▸ EXCERPT TO READ
────

The Perfect Splice

There are three key elements that lead to the perfect underwater splice.

By Ed Butts, PE, CPI

One of the most overlooked but critical aspects of a successful submersible pump and motor installation is the electrical connection provided between the motor leads and submersible pump (drop) cable. Inadequate connections result in physically weak and high-resistance connections, which can cause damage or failure to an entire pumping system.

This connection in a water well pumping installation is commonly referred to as the splice. Believe it or not, long before the advent of heat shrink tubing, one of the first tasks I learned also happened to be one of the principal ways pumpmen often distinguished themselves—the way we made our splices.

In most cases, we not only had to make our splices fail-proof, but as fast as possible to get the pump installed rapidly. This month’s edition of Engineering Your Business will outline the many facets involved in making the perfect splice and some precautions to avoid a bad splice.

In my opinion, there are three distinct elements that go into the so-called perfect underwater splice:

  • Mechanical integrity and strength
  • Electrical integrity and low resistance
  • Physical dimensions and compactness.

While most would agree with the first two items, many of you may be confused by and question the third. However, drop cable now includes a fourth wire used as an equipment grounding conductor and many people are working to get more out of smaller wells by using larger pumps, which increases the overall size of the drop cable bundle. This means compactness has become even more important to a successful installation. So, we will examine each one separately.

The Early Days

But before moving into our discussion, let’s look at the various splicing and drop cable methods used since the inception of submersible pump motors.

────

▸ TASKS
a) In the article on underwater pump splices, switch "pumpmen" to "installers" and write out the passage from "This connection in" to "dimensions and compactness.".
b) Translate this sentence from the splice article into Spanish: "This connection in a water well pumping installation is commonly referred to as the splice."
c) Extend the article on underwater pump splices, picking up after its final sentence.

▸ INFORMATION SHOWN
────

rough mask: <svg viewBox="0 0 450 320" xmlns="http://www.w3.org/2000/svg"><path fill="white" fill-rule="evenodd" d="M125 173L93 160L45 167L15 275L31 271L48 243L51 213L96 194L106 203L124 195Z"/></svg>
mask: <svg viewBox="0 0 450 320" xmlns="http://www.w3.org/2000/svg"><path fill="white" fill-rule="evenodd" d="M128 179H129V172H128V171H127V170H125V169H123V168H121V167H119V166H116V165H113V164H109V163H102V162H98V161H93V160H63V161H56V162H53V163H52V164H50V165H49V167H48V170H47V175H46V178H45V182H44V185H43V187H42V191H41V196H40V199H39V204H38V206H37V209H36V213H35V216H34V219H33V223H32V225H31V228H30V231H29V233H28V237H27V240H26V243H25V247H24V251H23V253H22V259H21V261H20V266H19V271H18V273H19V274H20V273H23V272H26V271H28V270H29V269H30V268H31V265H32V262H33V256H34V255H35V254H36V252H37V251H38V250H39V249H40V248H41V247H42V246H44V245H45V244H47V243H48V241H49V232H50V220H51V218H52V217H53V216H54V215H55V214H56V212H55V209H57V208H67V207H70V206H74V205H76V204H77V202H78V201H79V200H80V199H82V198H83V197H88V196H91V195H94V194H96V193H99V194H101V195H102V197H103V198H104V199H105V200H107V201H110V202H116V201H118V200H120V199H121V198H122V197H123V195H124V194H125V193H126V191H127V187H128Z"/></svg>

────

▸ ANSWERS IN ORDER
a)
This connection in a water well pumping installation is commonly referred to as the splice. Believe it or not, long before the advent of heat shrink tubing, one of the first tasks I learned also happened to be one of the principal ways installers often distinguished themselves—the way we made our splices.

In most cases, we not only had to make our splices fail-proof, but as fast as possible to get the pump installed rapidly. This month’s edition of Engineering Your Business will outline the many facets involved in making the perfect splice and some precautions to avoid a bad splice.

In my opinion, there are three distinct elements that go into the so-called perfect underwater splice:

  • Mechanical integrity and strength
  • Electrical integrity and low resistance
  • Physical dimensions and compactness.

b) Esta conexión en una instalación de bombeo de un pozo de agua se conoce comúnmente como el empalme.

c)
Figure 1. Two types of cable used for low voltage splicing.

Even from the early days of submersible pump and motor installation during the 1950s, there has always been an obvious disconnect between the factory boxed and packaged pump and motor unit and the drop cable that conveys power to the motor.

Although the unit was typically supplied with a pre-installed motor lead, it was generally impractical and burdensome to supply the pumping unit with the pre-spliced drop cable to the proper length, which could be several hundred feet. Therefore, the installer was usually forced to purchase the drop cable separately and attach—or “splice”—the cable onto the motor-lead This procedure was generally performed in the field right before the installation started and could take hours to complete.

Figure 2. Scotchcast resin/splice kit.

Splicing the drop cable during my early days of pump installation generally revolved around the size of motor along with the size and type of drop cable we were using. Three-wire cable was the norm at the time and the only variation of choice was whether the wire was flat, round, or twisted single conductors in shape, and neoprene rubber or thermoplastic in insulation.

Regardless of which splice method was used, the one constant through the years has been the use of pre-formed butt connectors to connect the conductors together. The principal advantage in using a butt connector for underwater splices lies in its universally round shape, which helps to prevent protrusions through overlying tape wraps and the strength of the connection.

Figure 3. Poured splice using motor lead.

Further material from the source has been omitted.